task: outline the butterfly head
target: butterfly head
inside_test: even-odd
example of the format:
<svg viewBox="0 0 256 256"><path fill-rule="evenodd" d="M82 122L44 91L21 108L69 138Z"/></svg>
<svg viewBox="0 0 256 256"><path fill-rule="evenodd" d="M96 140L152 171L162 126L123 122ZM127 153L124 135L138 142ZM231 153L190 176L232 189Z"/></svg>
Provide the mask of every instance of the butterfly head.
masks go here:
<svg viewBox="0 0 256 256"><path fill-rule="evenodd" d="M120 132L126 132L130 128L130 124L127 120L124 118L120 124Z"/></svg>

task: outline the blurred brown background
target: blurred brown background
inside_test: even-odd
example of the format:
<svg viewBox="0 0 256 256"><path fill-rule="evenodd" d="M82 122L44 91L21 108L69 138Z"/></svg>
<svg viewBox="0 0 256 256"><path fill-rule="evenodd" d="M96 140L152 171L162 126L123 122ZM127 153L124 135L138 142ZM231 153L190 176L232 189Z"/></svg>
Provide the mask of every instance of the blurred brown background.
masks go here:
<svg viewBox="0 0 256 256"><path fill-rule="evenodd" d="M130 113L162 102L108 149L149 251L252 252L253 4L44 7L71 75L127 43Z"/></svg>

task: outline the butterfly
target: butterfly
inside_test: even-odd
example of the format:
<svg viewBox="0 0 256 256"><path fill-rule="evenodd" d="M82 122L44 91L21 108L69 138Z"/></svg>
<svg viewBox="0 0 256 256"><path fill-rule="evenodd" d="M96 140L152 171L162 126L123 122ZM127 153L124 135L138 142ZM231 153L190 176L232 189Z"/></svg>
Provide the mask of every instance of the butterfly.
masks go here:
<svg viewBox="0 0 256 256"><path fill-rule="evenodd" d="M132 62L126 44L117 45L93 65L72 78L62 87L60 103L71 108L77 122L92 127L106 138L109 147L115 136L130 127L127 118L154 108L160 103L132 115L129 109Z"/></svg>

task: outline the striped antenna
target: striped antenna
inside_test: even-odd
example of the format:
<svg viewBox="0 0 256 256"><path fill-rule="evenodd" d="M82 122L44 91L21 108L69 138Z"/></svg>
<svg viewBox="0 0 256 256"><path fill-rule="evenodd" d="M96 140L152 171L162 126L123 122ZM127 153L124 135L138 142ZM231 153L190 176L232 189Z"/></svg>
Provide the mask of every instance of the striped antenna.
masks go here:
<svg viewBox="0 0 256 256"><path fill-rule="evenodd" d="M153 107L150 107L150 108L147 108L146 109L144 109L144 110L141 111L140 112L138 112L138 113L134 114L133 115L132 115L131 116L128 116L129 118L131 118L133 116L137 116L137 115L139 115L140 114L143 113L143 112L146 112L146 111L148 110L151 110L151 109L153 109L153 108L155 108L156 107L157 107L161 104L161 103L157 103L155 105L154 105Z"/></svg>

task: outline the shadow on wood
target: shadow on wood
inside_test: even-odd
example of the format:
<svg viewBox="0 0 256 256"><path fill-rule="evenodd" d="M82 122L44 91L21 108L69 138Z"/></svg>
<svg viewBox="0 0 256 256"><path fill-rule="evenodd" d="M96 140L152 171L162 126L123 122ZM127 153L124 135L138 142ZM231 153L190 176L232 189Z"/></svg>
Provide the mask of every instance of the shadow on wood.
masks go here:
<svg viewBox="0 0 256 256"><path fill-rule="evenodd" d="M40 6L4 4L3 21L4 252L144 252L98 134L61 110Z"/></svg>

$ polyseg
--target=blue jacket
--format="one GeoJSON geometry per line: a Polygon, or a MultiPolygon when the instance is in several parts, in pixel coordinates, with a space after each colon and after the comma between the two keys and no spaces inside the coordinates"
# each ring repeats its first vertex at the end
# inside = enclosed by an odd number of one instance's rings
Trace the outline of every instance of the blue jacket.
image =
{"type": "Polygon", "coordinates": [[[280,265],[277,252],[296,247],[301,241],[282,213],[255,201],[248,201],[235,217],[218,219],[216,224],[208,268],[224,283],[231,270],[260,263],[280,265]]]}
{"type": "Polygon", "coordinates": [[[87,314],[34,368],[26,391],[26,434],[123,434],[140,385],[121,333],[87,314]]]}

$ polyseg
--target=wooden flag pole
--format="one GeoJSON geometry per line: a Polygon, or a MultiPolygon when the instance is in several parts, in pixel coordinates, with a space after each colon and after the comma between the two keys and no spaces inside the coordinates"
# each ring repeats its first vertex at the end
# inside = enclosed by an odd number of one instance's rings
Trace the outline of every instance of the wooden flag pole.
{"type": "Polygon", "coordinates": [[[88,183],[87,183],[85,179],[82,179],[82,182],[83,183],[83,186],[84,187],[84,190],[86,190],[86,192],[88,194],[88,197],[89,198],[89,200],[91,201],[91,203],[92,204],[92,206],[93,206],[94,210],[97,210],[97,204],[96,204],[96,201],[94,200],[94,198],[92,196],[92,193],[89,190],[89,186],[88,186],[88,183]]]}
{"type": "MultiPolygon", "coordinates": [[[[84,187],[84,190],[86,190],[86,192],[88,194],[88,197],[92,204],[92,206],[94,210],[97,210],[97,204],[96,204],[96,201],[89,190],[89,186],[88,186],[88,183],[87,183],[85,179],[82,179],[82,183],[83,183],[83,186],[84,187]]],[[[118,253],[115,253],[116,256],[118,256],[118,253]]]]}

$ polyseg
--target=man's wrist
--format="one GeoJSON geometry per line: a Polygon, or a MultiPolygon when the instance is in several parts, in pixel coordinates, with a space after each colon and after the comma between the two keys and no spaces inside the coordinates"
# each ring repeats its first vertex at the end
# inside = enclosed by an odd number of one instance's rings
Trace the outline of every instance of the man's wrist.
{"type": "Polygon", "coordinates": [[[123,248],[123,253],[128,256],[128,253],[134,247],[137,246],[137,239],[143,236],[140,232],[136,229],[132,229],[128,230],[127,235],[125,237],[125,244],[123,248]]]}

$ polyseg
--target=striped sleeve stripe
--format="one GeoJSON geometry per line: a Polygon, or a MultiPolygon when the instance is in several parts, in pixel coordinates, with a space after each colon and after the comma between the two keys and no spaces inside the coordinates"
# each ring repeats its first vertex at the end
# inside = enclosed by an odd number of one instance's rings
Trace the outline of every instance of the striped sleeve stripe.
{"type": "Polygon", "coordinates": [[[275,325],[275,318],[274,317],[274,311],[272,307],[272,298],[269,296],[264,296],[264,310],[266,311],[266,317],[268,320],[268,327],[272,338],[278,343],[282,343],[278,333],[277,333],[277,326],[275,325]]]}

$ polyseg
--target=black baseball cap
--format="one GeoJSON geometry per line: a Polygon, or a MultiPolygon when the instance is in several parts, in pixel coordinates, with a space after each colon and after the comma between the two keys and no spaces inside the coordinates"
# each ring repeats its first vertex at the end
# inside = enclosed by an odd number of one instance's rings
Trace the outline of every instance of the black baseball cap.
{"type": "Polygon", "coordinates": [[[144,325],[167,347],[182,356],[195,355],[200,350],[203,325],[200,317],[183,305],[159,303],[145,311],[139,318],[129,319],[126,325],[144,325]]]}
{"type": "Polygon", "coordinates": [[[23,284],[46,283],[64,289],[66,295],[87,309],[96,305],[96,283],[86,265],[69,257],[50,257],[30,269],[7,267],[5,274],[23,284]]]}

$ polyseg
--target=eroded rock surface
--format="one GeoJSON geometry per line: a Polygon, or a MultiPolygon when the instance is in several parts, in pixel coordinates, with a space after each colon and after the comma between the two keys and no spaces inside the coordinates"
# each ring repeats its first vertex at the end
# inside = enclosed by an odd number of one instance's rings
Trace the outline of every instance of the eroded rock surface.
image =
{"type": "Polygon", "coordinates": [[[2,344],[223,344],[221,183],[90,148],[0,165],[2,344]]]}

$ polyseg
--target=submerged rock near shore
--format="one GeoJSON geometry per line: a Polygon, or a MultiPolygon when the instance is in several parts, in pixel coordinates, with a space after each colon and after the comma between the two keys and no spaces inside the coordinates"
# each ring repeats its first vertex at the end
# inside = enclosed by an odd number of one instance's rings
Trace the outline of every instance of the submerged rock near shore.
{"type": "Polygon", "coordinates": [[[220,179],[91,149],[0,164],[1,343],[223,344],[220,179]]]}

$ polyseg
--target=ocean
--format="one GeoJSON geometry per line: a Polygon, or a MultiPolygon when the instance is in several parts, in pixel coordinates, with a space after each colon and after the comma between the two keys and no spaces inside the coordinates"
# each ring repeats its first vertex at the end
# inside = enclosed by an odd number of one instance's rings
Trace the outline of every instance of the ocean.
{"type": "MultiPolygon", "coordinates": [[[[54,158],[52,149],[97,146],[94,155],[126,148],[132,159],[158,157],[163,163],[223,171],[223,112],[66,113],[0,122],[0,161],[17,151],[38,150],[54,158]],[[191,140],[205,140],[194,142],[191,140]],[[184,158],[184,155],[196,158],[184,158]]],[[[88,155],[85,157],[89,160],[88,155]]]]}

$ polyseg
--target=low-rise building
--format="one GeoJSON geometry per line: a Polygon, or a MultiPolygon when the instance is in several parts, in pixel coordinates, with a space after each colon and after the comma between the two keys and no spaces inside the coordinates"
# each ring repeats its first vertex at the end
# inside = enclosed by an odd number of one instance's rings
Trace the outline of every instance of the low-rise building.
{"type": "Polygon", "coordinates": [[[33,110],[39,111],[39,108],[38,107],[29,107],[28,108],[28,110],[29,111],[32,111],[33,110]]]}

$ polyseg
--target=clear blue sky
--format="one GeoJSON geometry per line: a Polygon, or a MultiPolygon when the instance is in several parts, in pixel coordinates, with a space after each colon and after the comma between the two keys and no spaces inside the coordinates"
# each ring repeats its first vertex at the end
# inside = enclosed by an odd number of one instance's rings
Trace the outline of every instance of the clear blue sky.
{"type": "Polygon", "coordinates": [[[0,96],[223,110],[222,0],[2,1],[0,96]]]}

● ● ● ● ● ● ●

**STATED GOAL**. Output the part of the listing that runs from its start through the line containing "132L126 132L130 128L130" as a two-column CSV with the headers input and output. Give one row for each text-and-answer pair, quote every field, and turn line breaks into spaces.

**RESPONSE BELOW**.
input,output
"task: outline the butterfly head target: butterfly head inside_test: even-odd example of the format: <svg viewBox=""0 0 256 256""><path fill-rule=""evenodd"" d=""M82 122L44 91L21 108L69 138Z""/></svg> <svg viewBox=""0 0 256 256""><path fill-rule=""evenodd"" d=""M96 140L152 171L162 126L123 122ZM127 153L124 135L138 142ZM231 153L190 176L232 189Z""/></svg> Provide the mask of every instance of the butterfly head. masks go here:","<svg viewBox=""0 0 256 256""><path fill-rule=""evenodd"" d=""M120 132L126 132L130 128L130 124L127 120L124 118L120 124Z""/></svg>"